SUPPLIED DATA

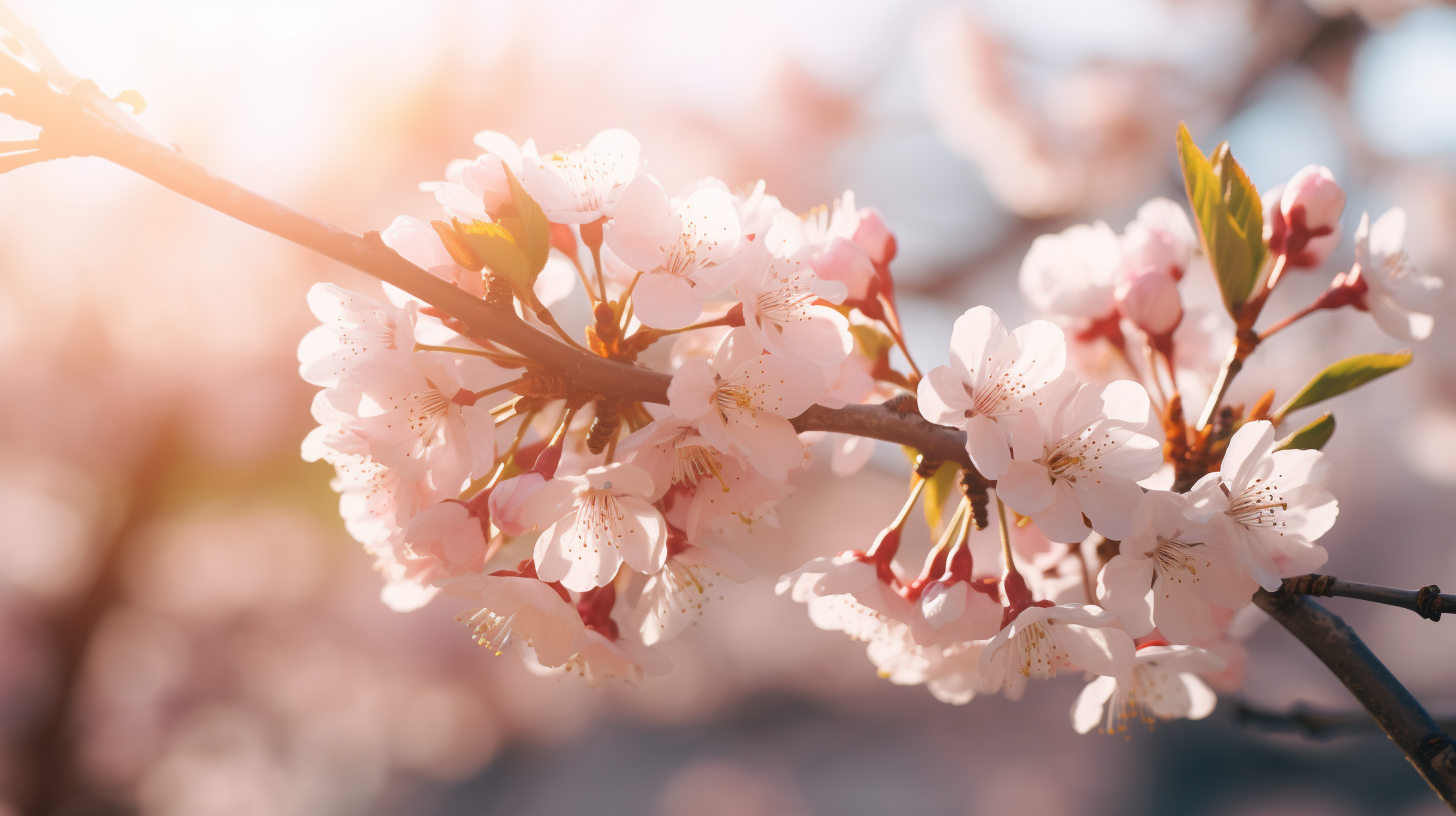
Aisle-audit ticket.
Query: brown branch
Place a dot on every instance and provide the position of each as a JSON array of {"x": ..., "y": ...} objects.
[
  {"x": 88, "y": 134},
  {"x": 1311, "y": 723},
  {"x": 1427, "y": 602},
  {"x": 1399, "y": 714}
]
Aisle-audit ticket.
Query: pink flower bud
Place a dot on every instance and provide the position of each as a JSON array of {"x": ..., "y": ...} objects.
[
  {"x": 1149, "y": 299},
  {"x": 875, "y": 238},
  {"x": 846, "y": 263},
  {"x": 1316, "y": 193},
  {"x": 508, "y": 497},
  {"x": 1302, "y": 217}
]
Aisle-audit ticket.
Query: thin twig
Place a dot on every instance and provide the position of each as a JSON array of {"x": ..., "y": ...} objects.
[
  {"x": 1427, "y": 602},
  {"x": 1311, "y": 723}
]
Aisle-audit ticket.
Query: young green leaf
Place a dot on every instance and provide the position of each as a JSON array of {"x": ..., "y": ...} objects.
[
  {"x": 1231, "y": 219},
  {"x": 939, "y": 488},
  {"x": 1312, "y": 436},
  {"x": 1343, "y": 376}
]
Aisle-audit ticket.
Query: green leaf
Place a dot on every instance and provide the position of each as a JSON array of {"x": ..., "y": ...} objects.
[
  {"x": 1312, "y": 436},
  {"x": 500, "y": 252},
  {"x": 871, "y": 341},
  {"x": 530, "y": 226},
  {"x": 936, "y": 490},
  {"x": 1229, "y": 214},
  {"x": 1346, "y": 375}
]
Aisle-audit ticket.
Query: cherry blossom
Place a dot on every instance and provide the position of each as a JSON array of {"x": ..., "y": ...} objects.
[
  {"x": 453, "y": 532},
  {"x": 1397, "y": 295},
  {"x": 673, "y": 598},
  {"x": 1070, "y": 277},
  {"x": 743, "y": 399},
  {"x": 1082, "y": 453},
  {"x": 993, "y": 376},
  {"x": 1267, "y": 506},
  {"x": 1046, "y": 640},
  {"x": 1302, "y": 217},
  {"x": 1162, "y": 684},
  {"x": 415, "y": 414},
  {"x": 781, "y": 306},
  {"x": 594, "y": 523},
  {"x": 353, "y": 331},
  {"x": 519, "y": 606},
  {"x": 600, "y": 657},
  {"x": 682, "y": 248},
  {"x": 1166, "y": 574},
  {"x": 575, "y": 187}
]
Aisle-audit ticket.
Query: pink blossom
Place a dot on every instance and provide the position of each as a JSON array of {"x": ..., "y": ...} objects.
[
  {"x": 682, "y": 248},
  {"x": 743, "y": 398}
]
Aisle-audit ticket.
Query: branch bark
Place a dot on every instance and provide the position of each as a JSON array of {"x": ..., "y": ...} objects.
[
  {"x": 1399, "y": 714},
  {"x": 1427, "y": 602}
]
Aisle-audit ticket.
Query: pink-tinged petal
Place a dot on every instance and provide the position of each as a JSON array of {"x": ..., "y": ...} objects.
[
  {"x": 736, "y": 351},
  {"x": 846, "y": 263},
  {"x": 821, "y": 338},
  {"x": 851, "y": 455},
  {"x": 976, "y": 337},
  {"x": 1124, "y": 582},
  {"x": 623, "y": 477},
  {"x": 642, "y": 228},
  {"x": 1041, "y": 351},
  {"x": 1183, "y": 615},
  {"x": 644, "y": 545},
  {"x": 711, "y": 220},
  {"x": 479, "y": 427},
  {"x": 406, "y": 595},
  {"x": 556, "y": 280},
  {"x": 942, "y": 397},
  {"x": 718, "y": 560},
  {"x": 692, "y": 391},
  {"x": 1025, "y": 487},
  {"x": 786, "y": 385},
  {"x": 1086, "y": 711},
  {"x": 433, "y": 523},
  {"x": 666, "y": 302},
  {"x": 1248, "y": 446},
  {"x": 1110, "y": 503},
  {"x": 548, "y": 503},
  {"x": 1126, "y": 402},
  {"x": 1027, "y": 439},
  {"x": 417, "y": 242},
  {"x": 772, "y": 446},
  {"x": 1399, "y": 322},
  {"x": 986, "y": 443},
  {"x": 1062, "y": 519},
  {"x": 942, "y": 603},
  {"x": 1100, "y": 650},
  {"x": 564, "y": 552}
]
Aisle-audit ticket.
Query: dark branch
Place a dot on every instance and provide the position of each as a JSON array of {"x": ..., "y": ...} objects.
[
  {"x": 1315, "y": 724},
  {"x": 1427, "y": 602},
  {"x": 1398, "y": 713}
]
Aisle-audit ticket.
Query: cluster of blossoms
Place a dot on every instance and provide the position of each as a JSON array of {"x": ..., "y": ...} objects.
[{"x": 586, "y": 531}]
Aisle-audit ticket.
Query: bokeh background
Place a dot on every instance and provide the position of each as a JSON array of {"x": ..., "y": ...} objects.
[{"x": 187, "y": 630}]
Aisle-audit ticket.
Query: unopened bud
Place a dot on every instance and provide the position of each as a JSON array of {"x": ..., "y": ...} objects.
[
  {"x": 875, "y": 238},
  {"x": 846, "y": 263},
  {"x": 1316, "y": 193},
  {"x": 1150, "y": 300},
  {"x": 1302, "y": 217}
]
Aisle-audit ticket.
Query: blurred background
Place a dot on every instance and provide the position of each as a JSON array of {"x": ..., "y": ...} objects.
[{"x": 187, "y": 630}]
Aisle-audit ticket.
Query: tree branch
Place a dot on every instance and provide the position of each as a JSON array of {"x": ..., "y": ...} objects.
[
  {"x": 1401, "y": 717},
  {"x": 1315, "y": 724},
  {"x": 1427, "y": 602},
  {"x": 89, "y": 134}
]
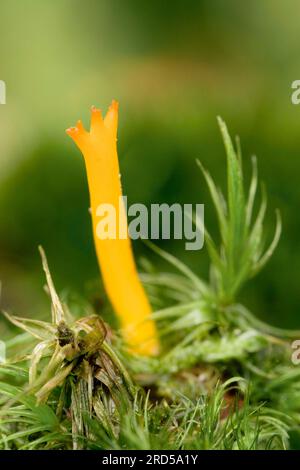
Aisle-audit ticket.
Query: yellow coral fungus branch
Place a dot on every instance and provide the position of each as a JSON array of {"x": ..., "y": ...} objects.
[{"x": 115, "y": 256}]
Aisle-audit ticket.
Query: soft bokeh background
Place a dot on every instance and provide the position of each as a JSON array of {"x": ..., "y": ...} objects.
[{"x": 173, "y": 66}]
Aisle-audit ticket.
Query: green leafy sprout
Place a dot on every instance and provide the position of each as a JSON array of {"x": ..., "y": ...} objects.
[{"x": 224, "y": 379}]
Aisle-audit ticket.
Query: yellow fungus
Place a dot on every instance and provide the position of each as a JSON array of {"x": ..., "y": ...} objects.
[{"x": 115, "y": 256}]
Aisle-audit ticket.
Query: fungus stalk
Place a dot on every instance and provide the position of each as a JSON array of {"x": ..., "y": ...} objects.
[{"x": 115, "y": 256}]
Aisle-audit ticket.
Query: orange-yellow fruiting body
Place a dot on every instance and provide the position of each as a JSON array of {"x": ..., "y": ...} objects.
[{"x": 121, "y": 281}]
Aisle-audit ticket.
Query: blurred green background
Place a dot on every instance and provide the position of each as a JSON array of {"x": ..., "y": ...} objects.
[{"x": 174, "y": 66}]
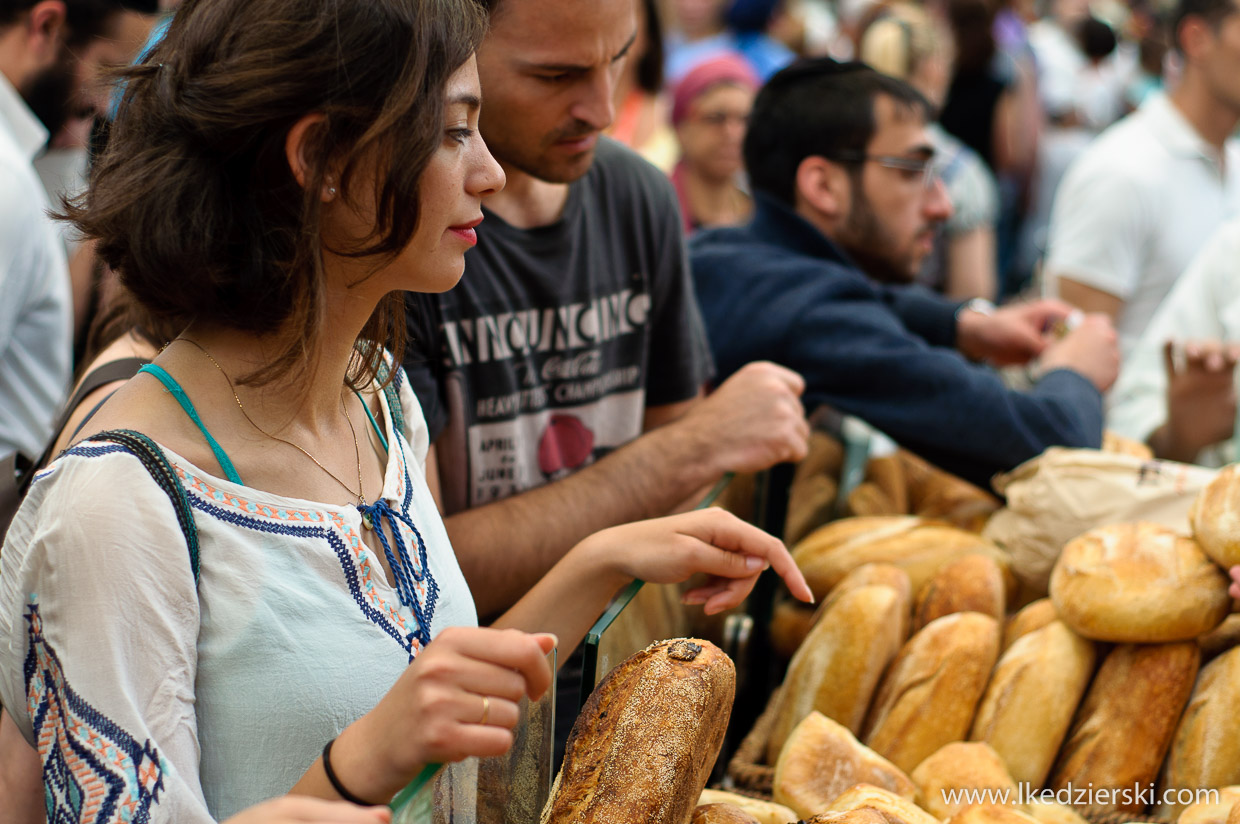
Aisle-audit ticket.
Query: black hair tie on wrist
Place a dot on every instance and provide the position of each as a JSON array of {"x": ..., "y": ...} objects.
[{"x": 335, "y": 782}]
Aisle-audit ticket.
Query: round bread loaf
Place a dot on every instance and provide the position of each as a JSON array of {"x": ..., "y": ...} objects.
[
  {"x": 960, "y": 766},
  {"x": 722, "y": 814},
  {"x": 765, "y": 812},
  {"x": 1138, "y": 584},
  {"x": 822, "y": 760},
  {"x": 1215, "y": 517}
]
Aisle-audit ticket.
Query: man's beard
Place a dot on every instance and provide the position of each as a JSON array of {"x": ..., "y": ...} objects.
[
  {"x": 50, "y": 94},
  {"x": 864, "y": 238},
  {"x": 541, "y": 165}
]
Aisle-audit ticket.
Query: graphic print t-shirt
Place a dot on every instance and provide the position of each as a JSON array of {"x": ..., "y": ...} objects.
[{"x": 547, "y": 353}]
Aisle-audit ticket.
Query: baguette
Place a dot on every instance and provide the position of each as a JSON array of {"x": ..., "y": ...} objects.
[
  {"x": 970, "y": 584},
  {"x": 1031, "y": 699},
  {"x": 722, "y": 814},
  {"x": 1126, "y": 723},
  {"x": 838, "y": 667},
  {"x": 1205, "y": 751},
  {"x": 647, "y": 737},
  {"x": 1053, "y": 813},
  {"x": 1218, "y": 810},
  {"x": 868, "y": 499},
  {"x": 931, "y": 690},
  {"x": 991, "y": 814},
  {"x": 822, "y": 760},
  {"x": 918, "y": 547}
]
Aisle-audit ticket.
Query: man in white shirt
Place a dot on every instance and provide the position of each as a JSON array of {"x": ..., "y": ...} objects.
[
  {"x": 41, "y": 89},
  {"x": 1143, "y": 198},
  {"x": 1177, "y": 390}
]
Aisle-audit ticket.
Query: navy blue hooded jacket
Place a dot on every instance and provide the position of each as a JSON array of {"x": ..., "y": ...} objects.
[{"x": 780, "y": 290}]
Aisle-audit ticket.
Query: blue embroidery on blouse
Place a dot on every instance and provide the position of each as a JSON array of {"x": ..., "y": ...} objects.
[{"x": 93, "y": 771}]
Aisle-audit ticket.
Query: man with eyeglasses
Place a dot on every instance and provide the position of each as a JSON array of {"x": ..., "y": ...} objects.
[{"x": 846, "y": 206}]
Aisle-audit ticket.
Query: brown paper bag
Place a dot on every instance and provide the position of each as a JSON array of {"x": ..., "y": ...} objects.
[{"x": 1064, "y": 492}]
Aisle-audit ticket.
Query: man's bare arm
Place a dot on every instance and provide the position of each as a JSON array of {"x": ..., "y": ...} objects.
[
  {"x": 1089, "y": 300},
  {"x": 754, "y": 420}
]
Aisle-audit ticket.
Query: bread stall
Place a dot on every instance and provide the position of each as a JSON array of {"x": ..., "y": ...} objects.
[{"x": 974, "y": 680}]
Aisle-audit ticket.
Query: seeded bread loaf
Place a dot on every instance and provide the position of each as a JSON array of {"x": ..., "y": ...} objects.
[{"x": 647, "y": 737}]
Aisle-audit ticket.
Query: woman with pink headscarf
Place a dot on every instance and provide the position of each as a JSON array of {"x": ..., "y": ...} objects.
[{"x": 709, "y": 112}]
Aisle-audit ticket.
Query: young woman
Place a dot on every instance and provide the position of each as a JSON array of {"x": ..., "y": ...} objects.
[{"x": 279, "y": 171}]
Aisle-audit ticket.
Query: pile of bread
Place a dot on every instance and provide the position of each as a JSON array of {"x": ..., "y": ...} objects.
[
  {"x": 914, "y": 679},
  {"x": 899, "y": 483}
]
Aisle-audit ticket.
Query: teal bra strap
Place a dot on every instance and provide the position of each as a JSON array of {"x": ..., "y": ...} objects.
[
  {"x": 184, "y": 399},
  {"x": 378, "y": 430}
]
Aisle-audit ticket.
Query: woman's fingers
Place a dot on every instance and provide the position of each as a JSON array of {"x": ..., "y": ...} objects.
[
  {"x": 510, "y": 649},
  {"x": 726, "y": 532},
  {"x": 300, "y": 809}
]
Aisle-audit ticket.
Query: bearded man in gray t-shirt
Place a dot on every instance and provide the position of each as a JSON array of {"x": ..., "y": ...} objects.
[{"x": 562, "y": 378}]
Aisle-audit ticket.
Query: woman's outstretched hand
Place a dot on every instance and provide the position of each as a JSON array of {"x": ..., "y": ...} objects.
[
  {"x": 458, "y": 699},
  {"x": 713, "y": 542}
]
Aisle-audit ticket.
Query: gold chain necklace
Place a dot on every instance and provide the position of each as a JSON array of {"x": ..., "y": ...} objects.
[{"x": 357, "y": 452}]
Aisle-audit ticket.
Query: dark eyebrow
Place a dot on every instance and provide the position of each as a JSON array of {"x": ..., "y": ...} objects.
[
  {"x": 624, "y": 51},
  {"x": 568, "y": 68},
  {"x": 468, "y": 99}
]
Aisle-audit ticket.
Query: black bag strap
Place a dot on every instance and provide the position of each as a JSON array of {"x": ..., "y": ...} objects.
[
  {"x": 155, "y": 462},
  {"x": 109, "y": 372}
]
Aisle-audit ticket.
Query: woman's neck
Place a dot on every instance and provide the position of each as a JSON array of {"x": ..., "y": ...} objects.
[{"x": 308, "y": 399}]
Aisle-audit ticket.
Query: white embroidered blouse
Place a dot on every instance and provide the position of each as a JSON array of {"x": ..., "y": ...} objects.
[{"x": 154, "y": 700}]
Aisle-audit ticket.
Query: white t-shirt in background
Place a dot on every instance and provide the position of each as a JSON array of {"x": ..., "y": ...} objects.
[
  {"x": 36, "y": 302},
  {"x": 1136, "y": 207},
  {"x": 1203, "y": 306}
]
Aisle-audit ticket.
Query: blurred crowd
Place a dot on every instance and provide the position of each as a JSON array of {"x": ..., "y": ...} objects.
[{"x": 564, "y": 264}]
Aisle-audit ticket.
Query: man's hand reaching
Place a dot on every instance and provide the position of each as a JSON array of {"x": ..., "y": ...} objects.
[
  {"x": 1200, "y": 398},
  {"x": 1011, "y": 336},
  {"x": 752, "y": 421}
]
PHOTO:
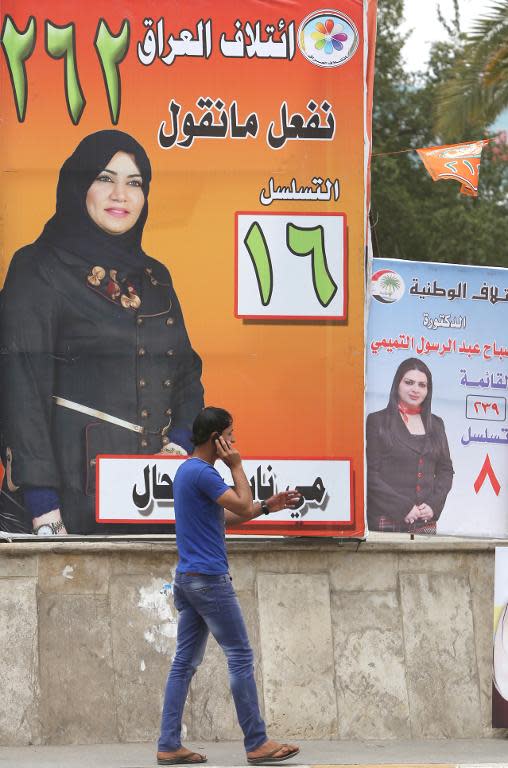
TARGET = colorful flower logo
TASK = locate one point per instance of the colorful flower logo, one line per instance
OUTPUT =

WHAT TO DO
How many lines in the entries above contain the word "white"? Reply with the number alone.

EXERCISE RESPONSE
3